(What you should do) Print each record below exactly as it appears.

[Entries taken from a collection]
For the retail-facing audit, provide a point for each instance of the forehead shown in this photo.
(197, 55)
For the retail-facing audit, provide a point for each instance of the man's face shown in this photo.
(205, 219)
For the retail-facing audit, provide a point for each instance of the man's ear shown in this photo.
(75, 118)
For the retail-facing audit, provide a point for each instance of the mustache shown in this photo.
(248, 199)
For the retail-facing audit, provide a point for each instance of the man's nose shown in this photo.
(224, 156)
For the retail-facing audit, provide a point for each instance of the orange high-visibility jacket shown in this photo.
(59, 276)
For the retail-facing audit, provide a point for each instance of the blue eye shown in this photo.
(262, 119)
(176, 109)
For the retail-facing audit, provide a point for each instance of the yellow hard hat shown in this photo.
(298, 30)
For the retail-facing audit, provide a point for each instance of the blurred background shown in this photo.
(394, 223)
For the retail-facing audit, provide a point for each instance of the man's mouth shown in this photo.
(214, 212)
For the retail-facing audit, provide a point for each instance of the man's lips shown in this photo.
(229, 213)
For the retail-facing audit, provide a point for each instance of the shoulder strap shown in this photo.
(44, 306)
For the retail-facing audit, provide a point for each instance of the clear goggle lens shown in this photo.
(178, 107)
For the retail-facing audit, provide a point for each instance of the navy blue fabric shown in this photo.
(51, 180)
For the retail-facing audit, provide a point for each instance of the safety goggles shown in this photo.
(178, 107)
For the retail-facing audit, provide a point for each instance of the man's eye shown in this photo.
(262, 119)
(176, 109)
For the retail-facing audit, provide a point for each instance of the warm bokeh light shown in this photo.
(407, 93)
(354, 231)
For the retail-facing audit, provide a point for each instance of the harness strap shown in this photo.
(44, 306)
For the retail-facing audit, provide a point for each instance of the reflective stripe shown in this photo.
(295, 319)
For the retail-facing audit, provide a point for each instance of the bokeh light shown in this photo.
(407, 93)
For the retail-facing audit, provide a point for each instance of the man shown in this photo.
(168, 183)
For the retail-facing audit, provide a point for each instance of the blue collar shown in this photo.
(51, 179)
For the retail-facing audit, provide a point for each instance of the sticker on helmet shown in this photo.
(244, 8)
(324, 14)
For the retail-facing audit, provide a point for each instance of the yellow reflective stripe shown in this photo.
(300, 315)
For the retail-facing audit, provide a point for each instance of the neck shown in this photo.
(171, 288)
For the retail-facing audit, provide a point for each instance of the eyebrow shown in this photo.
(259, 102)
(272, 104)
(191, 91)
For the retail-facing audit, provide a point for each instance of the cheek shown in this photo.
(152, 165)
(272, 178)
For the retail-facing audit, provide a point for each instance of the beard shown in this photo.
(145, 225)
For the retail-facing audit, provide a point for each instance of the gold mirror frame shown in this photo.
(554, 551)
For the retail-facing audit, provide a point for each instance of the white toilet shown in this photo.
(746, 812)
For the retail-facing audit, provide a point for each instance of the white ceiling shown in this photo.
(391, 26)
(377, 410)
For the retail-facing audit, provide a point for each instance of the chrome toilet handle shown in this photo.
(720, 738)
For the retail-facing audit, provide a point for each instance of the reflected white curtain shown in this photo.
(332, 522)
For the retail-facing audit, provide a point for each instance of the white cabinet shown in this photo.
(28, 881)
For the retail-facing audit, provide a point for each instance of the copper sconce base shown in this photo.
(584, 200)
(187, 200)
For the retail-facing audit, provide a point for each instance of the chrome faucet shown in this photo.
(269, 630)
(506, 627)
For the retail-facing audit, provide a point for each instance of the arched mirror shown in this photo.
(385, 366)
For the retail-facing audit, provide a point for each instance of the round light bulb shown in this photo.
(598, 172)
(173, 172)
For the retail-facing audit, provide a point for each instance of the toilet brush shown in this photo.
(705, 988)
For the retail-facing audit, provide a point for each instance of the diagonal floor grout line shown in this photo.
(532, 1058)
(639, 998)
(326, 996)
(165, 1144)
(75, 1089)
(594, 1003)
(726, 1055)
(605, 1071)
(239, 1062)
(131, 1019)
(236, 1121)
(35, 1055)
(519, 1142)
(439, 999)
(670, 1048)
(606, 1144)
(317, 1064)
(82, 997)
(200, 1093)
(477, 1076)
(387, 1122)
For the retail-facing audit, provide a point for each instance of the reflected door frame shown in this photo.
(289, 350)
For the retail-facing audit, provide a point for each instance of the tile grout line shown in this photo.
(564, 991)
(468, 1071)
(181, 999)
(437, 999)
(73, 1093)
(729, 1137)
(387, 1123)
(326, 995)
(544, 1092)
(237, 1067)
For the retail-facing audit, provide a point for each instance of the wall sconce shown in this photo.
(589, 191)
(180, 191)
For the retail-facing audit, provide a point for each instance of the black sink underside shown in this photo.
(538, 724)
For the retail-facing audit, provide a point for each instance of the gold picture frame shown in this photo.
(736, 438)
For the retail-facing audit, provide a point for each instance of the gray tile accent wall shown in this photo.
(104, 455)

(Solution for this exercise)
For the retail-facing audit, provide a point for each instance of the forehead shown in this photo.
(197, 55)
For the retail-facing audit, provide a point for each instance of the man's face shown in this photo.
(205, 219)
For the retail-facing audit, provide a point for each instance of the man's ear shown in this photo.
(75, 118)
For the retail-facing audit, provide a point for each instance of the mustache shown in this photo.
(248, 199)
For the retail-facing audit, provide a point for each instance of the man's nose shown in this photo.
(224, 156)
For the retail-facing audit, provide a point for each instance of the orange high-visibility jacket shown in this photo.
(59, 276)
For the retail-facing audit, provide a point for each instance of the blue eye shown in this photo.
(262, 119)
(176, 109)
For the retail-facing audit, provide a point for each instance of the yellow hard hat shown in this photo.
(298, 30)
For the retail-facing audit, provide a point for each instance of the blurred background shown in this photo.
(394, 223)
For the retail-facing audit, provide a point for each instance of the man's mouth shown in this photo.
(214, 212)
For the retail-facing audit, provide a point for each instance of the man's lips shown in this photo.
(229, 213)
For the retail-facing audit, provide a point for each instance of the shoulder strap shown in this photo.
(44, 306)
For the retail-facing audit, provide a point for each instance of the clear goggle lens shown in this photo.
(178, 107)
For the retail-facing audit, provide a point for each instance of the navy blue fabric shown in this photo.
(51, 180)
For the retail-facing audit, provide a point for each instance of the safety goggles shown in this photo.
(178, 107)
For the retail-facing audit, provide a point for each instance of the man's eye shown in this photo.
(262, 119)
(176, 109)
For the retail-facing audit, provide a point for each instance of the warm bokeh light shown in this photo.
(407, 93)
(354, 231)
For the retail-facing audit, provide a point for each instance of the harness strap shown in this photo.
(44, 306)
For the retail-facing audit, provide a point for each instance of the reflective stripe shown in this photo.
(295, 319)
For the retail-facing audit, provide a point for each instance of the bokeh light shown in this photo.
(407, 93)
For the retail-facing audit, provide a point for each instance of the man shown in this photo.
(168, 183)
For the retail-facing audit, provide a point for each instance of the blue collar shown in this photo.
(51, 179)
For the retail-facing audit, provide a point for each instance of the sticker on helmet shown in this photo.
(244, 8)
(324, 14)
For the retail-facing audit, provide a point for each instance of the yellow reflective stripe shown in this photo.
(300, 315)
For the retail-facing audit, provide a point for each instance of the neck shown in this photo.
(171, 288)
For the retail-facing audit, provide a point for each instance of the eyebrow shown in this photo.
(259, 102)
(272, 104)
(191, 91)
For the retail-facing audit, provide a point for each instance of the cheek shown in this photo.
(152, 165)
(272, 178)
For the retail-facing audit, provide a point for each instance of the beard shown in this photo.
(145, 225)
For the retail-facing audit, provide a point for each instance of the gold mirror frame shown in this photo.
(554, 551)
For the retail-facing audit, provide a point for each instance of the white toilet shown in this photo.
(746, 812)
For the retail-facing audit, provide a point for each instance of the white ceiling shown in this photo.
(391, 26)
(377, 410)
For the retail-facing audit, provide a point for each instance of the chrome toilet handle shown in this photo.
(720, 738)
For the retail-facing audit, provide a point for each instance of the reflected white curtain shown in this photo.
(332, 522)
For the retail-facing audit, provide a point for each instance of the white cabinet shown in this photo.
(28, 881)
For the retail-facing audit, provide a point for each instance of the copper sconce base shown in this photo.
(584, 200)
(187, 200)
For the retail-facing audit, provide a point for each instance of the chrome faucet shown in this photo.
(269, 630)
(506, 627)
For the retail-facing audit, provide a point for each instance of the arched mirror shown in this photo.
(385, 366)
For the retail-facing audit, provide a point for each instance of the round light bulb shown in this photo.
(598, 172)
(173, 172)
For the retail-facing audit, provide a point for each instance of the toilet brush shown in this photo.
(705, 988)
For the retail-facing audit, provide a point for each instance of the diagonal floor grout line shown in this photo.
(532, 1058)
(639, 998)
(326, 996)
(165, 1144)
(75, 1089)
(594, 1003)
(726, 1055)
(605, 1071)
(239, 1062)
(131, 1019)
(236, 1121)
(35, 1055)
(519, 1142)
(439, 999)
(670, 1048)
(606, 1144)
(317, 1064)
(82, 997)
(200, 1093)
(477, 1076)
(387, 1122)
For the retail-facing audit, provide a point for each instance of the reflected door frame shown in this photo.
(289, 350)
For the retail-facing audit, provide a point for each instance of the tile grout line shown in this photo.
(564, 991)
(468, 1071)
(181, 999)
(437, 999)
(73, 1093)
(729, 1137)
(387, 1123)
(326, 995)
(544, 1092)
(237, 1067)
For the retail-facing audit, provide a point for each instance of the wall sconce shown in this photo.
(589, 191)
(180, 191)
For the retail-facing audit, provide a point for each instance of the black sink underside shown in this photo.
(538, 724)
For the retail-facing audit, provide a point for each instance of the gold picture frame shown in this photo.
(736, 438)
For the retail-facing audit, provide a point for each instance of the gray tile accent wall shown in this photo.
(104, 455)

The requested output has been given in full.